▶ What is being asked: Rewrite the lines from the one containing "Provide the outline of every instance of the arched" through the one containing "378 242 L 379", both included, replacing "arched window" with "rounded window" and leaving everything else unchanged.

▶ Data extract:
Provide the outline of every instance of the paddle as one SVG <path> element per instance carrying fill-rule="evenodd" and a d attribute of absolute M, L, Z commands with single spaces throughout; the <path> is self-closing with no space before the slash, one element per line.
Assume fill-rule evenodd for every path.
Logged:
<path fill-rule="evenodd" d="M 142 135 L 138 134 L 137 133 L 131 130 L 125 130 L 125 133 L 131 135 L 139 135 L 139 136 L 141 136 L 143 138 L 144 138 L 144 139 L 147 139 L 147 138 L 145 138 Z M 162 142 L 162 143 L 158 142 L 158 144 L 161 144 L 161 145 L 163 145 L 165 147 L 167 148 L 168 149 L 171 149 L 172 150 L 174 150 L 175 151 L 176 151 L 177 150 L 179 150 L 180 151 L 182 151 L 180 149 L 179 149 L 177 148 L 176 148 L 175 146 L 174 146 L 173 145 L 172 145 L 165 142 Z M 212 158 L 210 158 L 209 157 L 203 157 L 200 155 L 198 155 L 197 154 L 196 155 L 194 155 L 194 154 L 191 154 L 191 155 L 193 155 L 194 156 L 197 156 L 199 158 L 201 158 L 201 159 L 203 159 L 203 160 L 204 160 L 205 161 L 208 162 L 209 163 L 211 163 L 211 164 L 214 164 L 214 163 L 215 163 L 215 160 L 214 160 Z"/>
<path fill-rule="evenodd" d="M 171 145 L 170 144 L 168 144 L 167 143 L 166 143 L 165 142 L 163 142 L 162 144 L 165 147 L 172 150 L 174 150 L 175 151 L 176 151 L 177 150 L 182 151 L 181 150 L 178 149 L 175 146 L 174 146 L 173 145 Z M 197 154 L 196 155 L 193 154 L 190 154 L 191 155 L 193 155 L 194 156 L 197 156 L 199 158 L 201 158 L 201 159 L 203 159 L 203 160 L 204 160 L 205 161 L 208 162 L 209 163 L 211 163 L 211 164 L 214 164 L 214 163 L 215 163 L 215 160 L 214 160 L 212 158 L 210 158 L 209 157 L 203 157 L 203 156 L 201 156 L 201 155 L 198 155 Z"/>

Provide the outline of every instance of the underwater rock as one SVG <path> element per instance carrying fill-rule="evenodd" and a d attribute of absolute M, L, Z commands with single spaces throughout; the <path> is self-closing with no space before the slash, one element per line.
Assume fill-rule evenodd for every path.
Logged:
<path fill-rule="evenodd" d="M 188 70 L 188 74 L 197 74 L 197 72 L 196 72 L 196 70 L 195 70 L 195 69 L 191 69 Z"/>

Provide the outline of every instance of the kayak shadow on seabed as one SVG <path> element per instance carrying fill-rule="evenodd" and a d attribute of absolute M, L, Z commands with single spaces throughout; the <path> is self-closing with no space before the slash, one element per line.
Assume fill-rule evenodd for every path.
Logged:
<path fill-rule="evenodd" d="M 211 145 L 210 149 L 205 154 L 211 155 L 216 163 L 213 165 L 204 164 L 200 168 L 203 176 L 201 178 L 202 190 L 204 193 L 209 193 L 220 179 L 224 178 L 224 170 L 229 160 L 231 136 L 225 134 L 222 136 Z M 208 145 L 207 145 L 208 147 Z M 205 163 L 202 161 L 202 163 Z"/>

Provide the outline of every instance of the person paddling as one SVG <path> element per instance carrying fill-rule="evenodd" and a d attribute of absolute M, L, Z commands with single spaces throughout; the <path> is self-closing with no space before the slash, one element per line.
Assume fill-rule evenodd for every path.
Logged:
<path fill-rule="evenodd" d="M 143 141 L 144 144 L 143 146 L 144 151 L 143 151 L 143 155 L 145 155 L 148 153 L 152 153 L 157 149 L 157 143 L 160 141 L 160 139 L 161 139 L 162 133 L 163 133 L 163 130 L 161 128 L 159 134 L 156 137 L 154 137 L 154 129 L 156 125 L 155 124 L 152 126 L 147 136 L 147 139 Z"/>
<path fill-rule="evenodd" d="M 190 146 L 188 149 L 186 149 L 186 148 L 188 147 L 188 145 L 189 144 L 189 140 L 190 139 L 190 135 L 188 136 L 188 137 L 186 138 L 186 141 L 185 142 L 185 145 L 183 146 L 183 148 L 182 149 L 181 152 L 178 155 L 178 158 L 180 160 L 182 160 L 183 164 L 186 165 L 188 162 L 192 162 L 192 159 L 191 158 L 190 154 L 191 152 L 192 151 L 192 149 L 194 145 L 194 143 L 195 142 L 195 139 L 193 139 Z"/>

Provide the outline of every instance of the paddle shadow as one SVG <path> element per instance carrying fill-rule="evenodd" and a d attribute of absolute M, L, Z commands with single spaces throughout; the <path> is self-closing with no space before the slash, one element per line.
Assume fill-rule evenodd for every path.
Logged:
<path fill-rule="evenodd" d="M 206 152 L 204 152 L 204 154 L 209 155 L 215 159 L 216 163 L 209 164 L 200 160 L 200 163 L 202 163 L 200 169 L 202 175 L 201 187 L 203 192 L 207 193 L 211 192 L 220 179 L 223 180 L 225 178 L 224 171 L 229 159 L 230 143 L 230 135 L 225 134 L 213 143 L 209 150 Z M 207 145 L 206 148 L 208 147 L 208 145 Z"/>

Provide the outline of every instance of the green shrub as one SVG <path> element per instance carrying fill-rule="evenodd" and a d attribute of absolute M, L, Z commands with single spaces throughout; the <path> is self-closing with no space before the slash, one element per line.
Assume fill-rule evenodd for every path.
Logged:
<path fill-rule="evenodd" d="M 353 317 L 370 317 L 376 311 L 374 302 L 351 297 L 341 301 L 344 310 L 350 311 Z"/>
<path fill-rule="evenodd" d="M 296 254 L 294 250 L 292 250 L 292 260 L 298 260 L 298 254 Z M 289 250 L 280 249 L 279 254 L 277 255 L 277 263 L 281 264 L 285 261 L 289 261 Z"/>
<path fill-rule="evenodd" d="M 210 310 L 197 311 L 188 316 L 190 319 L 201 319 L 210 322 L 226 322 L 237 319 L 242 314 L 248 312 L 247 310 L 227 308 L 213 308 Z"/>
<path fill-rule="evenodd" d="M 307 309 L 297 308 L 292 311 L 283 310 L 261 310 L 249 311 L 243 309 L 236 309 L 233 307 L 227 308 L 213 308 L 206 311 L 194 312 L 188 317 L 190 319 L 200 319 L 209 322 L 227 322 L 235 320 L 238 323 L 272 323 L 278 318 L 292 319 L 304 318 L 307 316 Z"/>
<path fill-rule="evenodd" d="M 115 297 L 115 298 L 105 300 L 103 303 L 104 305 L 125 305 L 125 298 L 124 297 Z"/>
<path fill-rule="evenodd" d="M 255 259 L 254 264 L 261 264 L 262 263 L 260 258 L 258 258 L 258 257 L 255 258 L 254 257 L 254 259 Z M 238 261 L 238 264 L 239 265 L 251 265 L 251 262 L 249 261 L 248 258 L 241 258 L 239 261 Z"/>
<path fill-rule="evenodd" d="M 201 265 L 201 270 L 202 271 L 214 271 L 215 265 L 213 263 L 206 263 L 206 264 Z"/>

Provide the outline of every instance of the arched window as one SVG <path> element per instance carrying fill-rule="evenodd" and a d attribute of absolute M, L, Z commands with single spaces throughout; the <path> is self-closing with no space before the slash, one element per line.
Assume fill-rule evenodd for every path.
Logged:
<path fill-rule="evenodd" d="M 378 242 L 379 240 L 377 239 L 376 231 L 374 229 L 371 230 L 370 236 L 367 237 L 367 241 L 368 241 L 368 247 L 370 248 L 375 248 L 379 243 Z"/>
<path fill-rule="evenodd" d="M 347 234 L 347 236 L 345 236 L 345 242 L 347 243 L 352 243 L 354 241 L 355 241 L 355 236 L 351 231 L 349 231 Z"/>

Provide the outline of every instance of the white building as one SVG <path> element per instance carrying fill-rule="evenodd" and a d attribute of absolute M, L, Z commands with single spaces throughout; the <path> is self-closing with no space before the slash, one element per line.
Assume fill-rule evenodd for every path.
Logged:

▶ Reply to the task:
Provide the outline of every instance of the rounded window as one SVG <path> element per instance carrying fill-rule="evenodd" and a d attribute of absolute M, L, Z commands with single spaces throughout; the <path> is self-closing with no space before the slash, one element per line.
Assume fill-rule evenodd for every path.
Logged:
<path fill-rule="evenodd" d="M 378 242 L 379 240 L 377 239 L 376 231 L 374 229 L 371 230 L 370 236 L 367 237 L 367 241 L 368 241 L 368 247 L 370 248 L 375 248 L 379 243 Z"/>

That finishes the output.